Material supplied below:

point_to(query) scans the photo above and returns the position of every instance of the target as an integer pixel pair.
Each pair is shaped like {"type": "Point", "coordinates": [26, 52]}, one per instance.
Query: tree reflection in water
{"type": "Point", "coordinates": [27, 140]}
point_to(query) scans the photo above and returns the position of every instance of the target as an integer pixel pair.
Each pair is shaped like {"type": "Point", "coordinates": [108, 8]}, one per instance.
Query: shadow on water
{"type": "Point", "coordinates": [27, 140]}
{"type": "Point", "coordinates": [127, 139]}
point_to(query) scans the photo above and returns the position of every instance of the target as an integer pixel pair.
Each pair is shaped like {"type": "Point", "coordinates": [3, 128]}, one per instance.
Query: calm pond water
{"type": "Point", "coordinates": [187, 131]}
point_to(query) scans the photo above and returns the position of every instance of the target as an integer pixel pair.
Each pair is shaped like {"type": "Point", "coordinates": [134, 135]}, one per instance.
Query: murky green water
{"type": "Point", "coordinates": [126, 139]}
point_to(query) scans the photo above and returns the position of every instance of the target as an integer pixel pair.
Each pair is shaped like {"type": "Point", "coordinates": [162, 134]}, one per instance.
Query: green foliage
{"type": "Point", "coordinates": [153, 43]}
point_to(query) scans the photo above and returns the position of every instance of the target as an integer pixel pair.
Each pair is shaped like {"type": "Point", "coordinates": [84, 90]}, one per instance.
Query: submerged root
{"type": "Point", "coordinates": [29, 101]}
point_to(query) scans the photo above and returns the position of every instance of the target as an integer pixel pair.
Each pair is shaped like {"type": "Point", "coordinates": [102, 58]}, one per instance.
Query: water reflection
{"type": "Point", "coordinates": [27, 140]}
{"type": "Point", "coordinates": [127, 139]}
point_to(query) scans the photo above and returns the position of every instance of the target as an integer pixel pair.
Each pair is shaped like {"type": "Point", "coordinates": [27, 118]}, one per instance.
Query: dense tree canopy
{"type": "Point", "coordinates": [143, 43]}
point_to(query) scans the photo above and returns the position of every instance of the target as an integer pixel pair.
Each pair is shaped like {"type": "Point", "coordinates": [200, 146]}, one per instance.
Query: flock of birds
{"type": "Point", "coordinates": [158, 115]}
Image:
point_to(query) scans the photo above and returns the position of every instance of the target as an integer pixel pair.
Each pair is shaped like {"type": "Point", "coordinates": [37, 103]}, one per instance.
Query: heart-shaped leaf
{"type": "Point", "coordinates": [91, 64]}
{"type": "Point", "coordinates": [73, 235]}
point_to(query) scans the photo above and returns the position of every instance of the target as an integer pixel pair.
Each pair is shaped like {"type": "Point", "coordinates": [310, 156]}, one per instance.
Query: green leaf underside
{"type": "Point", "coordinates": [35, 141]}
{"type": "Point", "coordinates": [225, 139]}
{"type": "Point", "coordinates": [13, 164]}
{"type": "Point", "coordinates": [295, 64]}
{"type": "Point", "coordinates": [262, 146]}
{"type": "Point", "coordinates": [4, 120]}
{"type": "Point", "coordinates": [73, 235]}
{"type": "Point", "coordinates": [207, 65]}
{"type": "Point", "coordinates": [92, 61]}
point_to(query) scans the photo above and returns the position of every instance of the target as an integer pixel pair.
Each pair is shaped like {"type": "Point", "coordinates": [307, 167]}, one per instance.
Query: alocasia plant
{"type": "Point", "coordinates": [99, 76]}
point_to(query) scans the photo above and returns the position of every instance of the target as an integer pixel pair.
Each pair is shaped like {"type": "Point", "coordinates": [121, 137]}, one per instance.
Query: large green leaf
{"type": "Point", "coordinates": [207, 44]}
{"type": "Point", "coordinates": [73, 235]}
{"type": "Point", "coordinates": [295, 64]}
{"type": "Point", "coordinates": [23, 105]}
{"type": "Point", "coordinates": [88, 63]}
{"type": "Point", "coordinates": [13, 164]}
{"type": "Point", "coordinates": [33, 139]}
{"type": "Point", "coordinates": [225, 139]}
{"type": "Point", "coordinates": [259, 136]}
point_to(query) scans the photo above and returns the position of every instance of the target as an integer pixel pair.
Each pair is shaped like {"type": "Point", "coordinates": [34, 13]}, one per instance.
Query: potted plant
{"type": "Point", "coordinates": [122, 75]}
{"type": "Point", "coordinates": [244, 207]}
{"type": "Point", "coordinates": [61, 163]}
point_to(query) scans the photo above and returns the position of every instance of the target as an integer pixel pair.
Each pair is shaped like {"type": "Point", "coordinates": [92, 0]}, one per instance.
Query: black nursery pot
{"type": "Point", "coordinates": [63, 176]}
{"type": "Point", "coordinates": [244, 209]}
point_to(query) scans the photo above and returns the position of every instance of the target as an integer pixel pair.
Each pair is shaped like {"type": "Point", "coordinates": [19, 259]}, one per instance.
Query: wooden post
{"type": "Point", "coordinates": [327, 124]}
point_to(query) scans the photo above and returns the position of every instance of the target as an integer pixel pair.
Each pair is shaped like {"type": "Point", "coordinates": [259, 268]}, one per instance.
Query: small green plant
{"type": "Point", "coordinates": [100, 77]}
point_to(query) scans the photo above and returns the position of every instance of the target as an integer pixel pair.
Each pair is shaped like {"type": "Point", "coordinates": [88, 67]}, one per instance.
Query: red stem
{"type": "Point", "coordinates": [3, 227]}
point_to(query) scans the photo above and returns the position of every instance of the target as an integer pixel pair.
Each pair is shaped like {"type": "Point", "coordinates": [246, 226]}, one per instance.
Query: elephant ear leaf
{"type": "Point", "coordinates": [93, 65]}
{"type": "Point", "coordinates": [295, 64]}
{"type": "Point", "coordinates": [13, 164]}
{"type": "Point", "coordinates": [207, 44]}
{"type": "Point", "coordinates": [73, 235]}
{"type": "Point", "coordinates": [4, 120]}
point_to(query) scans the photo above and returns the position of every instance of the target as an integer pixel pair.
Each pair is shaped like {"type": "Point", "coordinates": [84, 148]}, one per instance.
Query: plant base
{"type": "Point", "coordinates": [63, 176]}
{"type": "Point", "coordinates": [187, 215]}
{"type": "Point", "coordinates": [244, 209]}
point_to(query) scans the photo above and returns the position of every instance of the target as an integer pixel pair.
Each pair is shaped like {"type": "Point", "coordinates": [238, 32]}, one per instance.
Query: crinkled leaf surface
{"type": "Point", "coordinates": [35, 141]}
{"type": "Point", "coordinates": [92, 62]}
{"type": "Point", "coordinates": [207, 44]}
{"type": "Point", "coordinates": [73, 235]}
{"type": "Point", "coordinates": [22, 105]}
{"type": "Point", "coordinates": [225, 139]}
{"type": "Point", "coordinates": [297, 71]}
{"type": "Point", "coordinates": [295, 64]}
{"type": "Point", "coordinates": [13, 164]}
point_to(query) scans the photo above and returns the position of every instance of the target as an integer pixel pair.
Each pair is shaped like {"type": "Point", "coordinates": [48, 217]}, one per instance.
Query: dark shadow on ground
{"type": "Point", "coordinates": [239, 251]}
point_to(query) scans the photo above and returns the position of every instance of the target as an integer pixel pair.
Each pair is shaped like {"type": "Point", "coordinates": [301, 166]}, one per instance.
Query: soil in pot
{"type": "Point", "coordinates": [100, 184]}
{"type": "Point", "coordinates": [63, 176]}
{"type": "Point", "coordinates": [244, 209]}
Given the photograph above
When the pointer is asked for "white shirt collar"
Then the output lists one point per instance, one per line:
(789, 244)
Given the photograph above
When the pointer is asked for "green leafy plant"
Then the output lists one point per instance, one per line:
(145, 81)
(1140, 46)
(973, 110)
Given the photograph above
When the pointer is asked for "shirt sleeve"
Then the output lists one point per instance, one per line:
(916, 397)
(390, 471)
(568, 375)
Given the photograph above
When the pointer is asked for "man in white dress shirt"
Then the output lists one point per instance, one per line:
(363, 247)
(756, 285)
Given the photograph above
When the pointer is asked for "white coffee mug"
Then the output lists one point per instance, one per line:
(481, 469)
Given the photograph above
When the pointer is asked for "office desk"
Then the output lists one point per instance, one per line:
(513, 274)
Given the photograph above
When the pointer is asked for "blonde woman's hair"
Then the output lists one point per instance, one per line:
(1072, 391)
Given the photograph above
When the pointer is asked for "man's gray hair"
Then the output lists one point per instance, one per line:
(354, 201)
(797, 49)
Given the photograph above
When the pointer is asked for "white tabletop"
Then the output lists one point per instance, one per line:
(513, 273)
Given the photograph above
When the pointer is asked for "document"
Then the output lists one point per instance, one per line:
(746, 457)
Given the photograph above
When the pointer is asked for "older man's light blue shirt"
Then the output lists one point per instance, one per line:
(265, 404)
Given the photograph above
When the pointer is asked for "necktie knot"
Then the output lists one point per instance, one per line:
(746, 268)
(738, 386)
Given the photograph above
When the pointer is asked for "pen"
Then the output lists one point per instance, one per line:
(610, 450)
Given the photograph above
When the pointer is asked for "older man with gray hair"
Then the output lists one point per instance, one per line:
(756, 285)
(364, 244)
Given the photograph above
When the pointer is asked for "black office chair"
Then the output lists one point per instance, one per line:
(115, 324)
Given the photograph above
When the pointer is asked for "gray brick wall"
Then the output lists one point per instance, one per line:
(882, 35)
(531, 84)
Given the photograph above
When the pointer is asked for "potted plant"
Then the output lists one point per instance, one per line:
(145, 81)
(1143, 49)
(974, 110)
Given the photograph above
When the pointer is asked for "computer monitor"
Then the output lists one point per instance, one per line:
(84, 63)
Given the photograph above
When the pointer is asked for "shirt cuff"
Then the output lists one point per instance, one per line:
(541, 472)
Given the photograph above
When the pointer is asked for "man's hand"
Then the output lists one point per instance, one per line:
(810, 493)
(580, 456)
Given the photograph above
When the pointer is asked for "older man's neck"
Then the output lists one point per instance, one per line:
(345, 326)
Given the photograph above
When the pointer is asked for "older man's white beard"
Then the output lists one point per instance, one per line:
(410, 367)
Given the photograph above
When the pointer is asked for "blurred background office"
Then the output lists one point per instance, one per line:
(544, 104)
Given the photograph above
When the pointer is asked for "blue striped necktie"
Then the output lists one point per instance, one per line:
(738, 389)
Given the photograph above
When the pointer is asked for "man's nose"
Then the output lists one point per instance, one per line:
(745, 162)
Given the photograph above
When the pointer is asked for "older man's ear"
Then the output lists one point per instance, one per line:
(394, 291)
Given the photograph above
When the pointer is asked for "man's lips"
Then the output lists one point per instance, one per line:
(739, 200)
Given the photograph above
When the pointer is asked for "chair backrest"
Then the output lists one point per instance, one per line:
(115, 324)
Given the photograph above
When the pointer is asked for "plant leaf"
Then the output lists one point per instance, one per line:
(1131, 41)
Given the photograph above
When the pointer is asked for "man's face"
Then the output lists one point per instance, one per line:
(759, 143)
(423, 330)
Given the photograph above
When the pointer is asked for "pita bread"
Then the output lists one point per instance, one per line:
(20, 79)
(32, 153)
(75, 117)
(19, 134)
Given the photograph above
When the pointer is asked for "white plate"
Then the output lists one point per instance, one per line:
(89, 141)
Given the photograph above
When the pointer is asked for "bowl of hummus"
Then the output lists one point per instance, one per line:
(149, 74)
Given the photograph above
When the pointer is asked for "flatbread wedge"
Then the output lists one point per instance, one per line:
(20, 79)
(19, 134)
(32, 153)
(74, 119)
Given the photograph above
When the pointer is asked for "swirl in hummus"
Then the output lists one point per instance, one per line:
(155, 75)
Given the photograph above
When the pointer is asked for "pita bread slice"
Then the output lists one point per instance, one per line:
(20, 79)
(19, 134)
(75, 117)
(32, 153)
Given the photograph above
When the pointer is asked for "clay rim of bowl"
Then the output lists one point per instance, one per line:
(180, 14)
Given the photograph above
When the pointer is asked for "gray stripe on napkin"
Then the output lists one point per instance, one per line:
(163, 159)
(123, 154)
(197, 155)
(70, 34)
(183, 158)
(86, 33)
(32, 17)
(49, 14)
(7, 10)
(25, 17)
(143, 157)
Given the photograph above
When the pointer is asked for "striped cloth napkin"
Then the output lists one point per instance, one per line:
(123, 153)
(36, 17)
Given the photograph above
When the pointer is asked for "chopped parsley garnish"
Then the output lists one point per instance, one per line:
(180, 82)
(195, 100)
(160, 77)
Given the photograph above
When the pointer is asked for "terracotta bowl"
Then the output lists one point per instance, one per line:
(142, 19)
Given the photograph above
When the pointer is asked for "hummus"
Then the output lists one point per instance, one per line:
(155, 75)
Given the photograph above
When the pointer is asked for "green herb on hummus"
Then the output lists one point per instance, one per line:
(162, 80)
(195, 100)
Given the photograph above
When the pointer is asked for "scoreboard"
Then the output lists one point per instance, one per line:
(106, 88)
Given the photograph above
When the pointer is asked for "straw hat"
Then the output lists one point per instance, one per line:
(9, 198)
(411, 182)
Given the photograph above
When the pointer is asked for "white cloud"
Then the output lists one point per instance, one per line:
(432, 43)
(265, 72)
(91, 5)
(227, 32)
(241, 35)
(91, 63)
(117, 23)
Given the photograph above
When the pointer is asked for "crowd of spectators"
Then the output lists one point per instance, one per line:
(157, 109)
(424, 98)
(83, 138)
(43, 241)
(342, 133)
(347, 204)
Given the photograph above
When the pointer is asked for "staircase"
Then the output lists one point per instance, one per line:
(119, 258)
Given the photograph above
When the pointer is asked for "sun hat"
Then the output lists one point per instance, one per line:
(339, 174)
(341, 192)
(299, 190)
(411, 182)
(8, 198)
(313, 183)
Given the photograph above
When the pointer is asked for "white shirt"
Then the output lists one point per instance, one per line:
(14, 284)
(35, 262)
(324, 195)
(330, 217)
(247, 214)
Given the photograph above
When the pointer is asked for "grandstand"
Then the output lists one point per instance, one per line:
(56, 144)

End of Material supplied.

▶ _Problem statement_: Search the records above for "napkin" and copy every line that has it.

▶ _Result for this task_:
When the pointer is asked for "gray stripe on napkin"
When the pointer is asked for "striped cloth napkin"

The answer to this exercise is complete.